* begin Data entries *

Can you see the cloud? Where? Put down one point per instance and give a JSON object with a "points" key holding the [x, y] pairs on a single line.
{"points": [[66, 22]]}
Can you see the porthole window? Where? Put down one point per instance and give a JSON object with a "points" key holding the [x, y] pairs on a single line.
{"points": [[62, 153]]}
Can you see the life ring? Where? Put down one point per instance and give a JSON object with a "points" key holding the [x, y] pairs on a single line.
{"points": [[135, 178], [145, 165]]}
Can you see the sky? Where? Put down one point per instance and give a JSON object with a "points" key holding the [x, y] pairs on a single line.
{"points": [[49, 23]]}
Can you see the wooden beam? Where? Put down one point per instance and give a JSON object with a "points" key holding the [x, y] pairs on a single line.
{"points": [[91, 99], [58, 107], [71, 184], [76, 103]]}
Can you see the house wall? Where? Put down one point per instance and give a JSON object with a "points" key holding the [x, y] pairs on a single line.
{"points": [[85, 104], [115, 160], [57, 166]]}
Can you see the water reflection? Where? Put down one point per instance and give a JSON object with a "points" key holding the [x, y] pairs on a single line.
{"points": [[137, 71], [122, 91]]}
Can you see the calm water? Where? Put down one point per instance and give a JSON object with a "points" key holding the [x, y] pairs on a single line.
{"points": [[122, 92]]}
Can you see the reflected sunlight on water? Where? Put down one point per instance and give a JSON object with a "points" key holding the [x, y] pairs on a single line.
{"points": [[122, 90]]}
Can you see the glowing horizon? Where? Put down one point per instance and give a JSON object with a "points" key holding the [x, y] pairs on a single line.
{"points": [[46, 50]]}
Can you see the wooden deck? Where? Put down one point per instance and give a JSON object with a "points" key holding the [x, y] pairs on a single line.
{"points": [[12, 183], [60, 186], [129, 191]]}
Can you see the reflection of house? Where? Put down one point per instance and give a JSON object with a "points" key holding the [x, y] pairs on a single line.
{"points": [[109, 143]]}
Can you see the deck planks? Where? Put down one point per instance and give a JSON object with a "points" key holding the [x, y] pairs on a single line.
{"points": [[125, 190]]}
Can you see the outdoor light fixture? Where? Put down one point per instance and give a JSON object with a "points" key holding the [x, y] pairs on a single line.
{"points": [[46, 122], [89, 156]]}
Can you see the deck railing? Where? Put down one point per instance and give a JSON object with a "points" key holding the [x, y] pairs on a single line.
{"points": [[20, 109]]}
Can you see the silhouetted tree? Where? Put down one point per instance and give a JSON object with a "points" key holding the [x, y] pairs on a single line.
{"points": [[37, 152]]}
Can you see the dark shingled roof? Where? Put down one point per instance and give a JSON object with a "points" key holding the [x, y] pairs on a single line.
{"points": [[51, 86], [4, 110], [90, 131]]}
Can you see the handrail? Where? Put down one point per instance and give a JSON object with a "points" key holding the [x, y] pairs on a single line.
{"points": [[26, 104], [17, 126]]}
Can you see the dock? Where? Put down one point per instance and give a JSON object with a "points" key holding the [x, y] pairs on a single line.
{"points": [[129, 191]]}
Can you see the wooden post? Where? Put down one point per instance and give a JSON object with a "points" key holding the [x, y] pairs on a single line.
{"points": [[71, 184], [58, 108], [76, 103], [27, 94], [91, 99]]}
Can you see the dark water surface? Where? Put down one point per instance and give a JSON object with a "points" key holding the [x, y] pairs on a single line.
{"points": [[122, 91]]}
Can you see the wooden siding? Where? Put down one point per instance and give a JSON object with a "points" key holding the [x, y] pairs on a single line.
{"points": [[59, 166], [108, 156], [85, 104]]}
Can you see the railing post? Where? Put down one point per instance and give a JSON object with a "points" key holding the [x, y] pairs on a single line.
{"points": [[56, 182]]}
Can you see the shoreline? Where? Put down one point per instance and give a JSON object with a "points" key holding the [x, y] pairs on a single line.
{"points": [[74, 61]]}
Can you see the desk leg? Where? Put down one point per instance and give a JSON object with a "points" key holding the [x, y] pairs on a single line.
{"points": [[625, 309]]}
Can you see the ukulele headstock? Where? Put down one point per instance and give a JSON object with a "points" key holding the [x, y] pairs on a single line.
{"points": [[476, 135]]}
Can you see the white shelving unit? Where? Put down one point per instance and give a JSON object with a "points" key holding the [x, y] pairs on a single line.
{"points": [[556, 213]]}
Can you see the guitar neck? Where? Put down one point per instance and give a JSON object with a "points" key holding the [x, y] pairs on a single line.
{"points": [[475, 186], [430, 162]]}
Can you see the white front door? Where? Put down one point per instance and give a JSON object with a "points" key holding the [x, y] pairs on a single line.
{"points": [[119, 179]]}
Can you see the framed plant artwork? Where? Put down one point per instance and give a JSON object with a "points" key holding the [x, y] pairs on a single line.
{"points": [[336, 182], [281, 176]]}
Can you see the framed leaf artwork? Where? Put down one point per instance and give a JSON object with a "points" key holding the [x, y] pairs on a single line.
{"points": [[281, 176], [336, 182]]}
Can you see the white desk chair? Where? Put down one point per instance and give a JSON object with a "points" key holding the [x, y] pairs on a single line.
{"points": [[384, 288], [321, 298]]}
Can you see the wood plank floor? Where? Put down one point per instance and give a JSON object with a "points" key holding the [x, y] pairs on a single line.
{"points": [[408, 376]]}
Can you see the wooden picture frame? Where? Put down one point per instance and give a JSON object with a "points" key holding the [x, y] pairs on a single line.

* end Data entries *

→ Short problem
Repeat back the data above, exact to the last character.

→ Exercise result
Can you see the cloud? Where? Put down one point per instance and give a JSON object with a "points" key holding the [x, y] pairs on a single line.
{"points": [[66, 22]]}
Can you see the porthole window? Where? Put down one point per instance and give a JSON object with a "points" key holding the [x, y] pairs on a single line.
{"points": [[62, 153]]}
Can you see the life ring? Where? Put down one point per instance and give a JSON object with a "points" key holding the [x, y] pairs on a single line.
{"points": [[135, 178], [145, 165]]}
Can you see the sky? Where? Put down one point per instance and give a JSON object with a "points" key holding the [x, y] pairs on a single line.
{"points": [[49, 23]]}
Can you see the wooden beam? Where? Put down one point per instance and give a JSON object with a "points" key holding the [x, y] pairs on a single line.
{"points": [[91, 99], [58, 107], [71, 184], [76, 103]]}
Can you see the house wall? Where? Put down one point per instance and give a JSON object with a "points" key holding the [x, y] pairs on a single line.
{"points": [[85, 104], [115, 160], [57, 166]]}
Can you see the water reflection? Where? Put down one point per instance and give a JSON object with a "points" key holding the [x, y] pairs on a single line.
{"points": [[137, 71], [122, 91]]}
Can you see the calm water? Where? Put down one point per instance and give a JSON object with a "points" key holding the [x, y] pairs on a single line.
{"points": [[122, 92]]}
Can you see the reflected sunlight on water? Where? Put down one point per instance and give a JSON object with a "points" key holding the [x, y] pairs on a single line.
{"points": [[122, 90]]}
Can you see the glowing horizon? Where? Put down one point per instance and give a JSON object with a "points" key holding the [x, y] pairs on a single line.
{"points": [[46, 50]]}
Can you see the wooden deck? Where? Put down one point per instance and give a JSON object with a "points" key holding the [x, y] pairs on a single line.
{"points": [[12, 183], [60, 186], [129, 191]]}
Can you see the reflection of house? Where? Put down one point per instance and give a JSON object with a "points" key holding the [x, y] pairs on a single line.
{"points": [[109, 143]]}
Can you see the deck planks? Where? Put down one point per instance and give a JSON object with a "points" key holding the [x, y] pairs on a single line.
{"points": [[125, 190]]}
Can you see the outdoor light fixture? Where? Put down one point per instance and give a JSON object with a "points" key holding the [x, y] pairs on a single line.
{"points": [[46, 122], [89, 156]]}
Can you see the deck railing? Where? Put down one point per instance and give a JSON object with a "points" key holding the [x, y] pairs on a single line.
{"points": [[20, 109]]}
Can you see the silhouetted tree? Where? Put down one point per instance and give a JSON object with a "points" key holding the [x, y] pairs on a single line.
{"points": [[37, 152]]}
Can you see the dark shingled roof? Where? Put down one point per instance and give a JSON object with a "points" key holding the [x, y] pairs on a single line.
{"points": [[51, 86], [4, 110], [90, 131]]}
Can you see the handrail? Where? Put down one point per instance and give a JSON object with a "points" key holding the [x, y] pairs on a single line.
{"points": [[26, 104], [17, 126]]}
Can you see the dock? Where? Put down one point per instance and give a JSON object with a "points" key holding the [x, y] pairs on a single line.
{"points": [[129, 191]]}
Can you see the wooden post? Where? Put down one point per instance and give a JSON object with a "points" key holding the [x, y] pairs on a single line.
{"points": [[71, 184], [58, 108], [76, 103], [27, 94], [91, 99]]}
Can you see the dark water surface? Where? Put down one point per instance and give a JSON object with a "points" key holding the [x, y] pairs on a single line.
{"points": [[122, 91]]}
Can you see the wooden siding? Where? Put down one point per instance and give a JSON object with a "points" key holding the [x, y] pairs on a single line.
{"points": [[59, 166], [108, 156], [85, 104]]}
Can you see the railing post? Where? Put down one point per instance and give a JSON object with a "points" key holding the [x, y] pairs on a single line.
{"points": [[56, 182]]}
Can you see the shoreline? Where? Put down one point per instance and give a JSON object with a "points" key holding the [x, y] pairs on a single line.
{"points": [[74, 61]]}
Can you see the desk leg? Where? Put down one point per instance and give a JSON object with a "points" key holding the [x, y] pairs on a single line.
{"points": [[625, 309]]}
Can you see the ukulele headstock? Where? Put down one point per instance and give a JSON object with a "points" key holding the [x, y] pairs on a single line.
{"points": [[476, 135]]}
Can you see the white shelving unit? Where? Put down one point per instance and give a JSON object with a "points" key holding the [x, y] pairs on a single line.
{"points": [[556, 213]]}
Can you see the guitar neck? Where? Put down one point per instance and give a JSON object with a "points" key holding the [x, y] pairs on a single line.
{"points": [[475, 186], [430, 162]]}
Can you see the white front door? Where? Put down one point per instance and give a JSON object with a "points" key holding the [x, y] pairs on a single line.
{"points": [[119, 179]]}
Can you see the framed plant artwork? Where? Put down one point per instance and give a JSON object with a "points" key holding the [x, y] pairs on a single line.
{"points": [[336, 182], [281, 176]]}
Can you see the framed leaf artwork? Where? Put down one point per instance and give a JSON object with a "points" key holding the [x, y] pairs on a single line.
{"points": [[281, 176], [336, 182]]}
Can you see the white desk chair? Where? Put down one point per instance and give a JSON object with a "points" key holding the [x, y] pairs on a single line.
{"points": [[384, 288], [321, 298]]}
Can you see the wood plank floor? Where? Put down one point per instance and give a JSON object with a "points" key holding the [x, y] pairs on a single line.
{"points": [[408, 376]]}
Can you see the wooden picture frame? Where? Put down one point per instance and give a JSON object with a "points" key holding the [x, y] pairs on a single line.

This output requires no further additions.